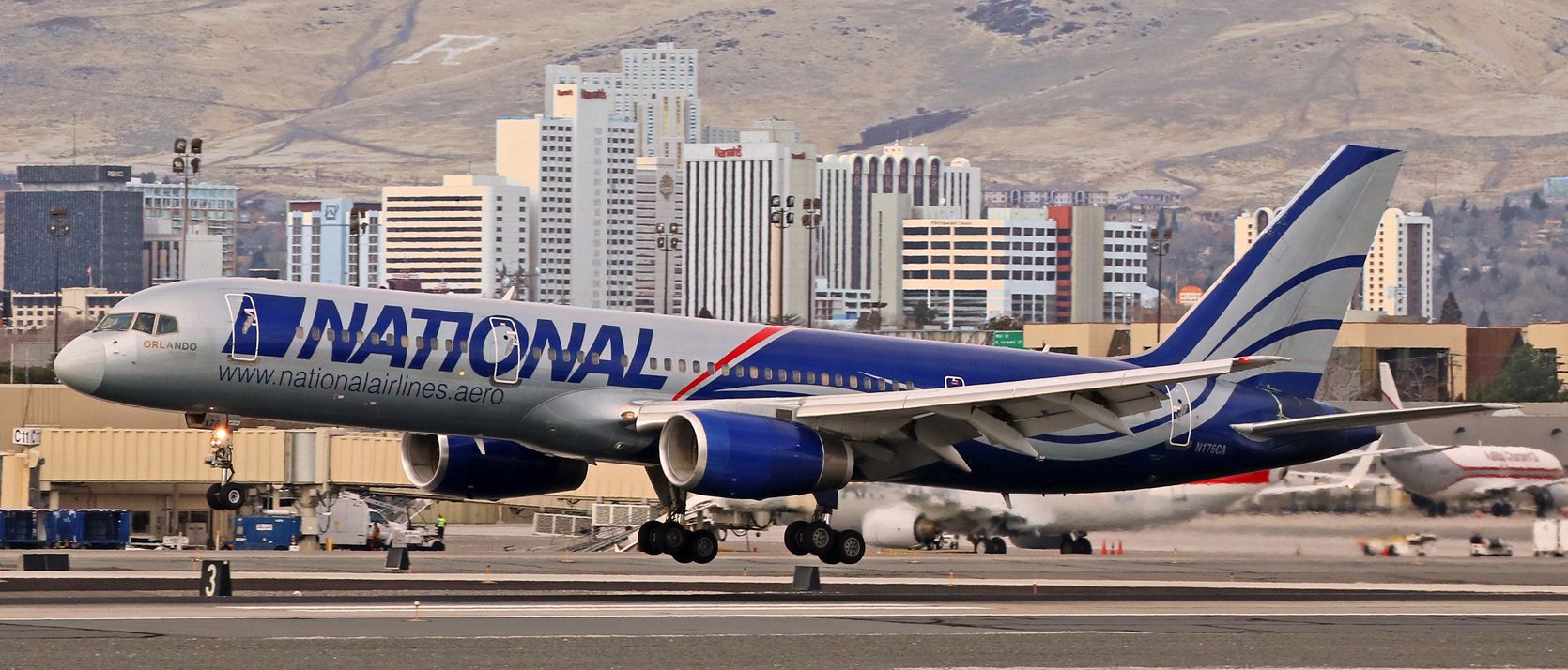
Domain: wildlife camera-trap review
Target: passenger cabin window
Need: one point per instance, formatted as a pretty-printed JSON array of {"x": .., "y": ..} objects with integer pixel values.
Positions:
[{"x": 116, "y": 323}]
◇ ◇ ◇
__WHAT NEEDS TO BE DONE__
Quote in full the listing given above; the images are to be left out.

__WORKED ANSWER__
Domain: wildlife camera-trap review
Target: passenger cabin window
Need: one point per instance, formatted as a pretty-printed JSON array of {"x": .., "y": ..} objects with integer pixel values.
Positions:
[{"x": 116, "y": 323}]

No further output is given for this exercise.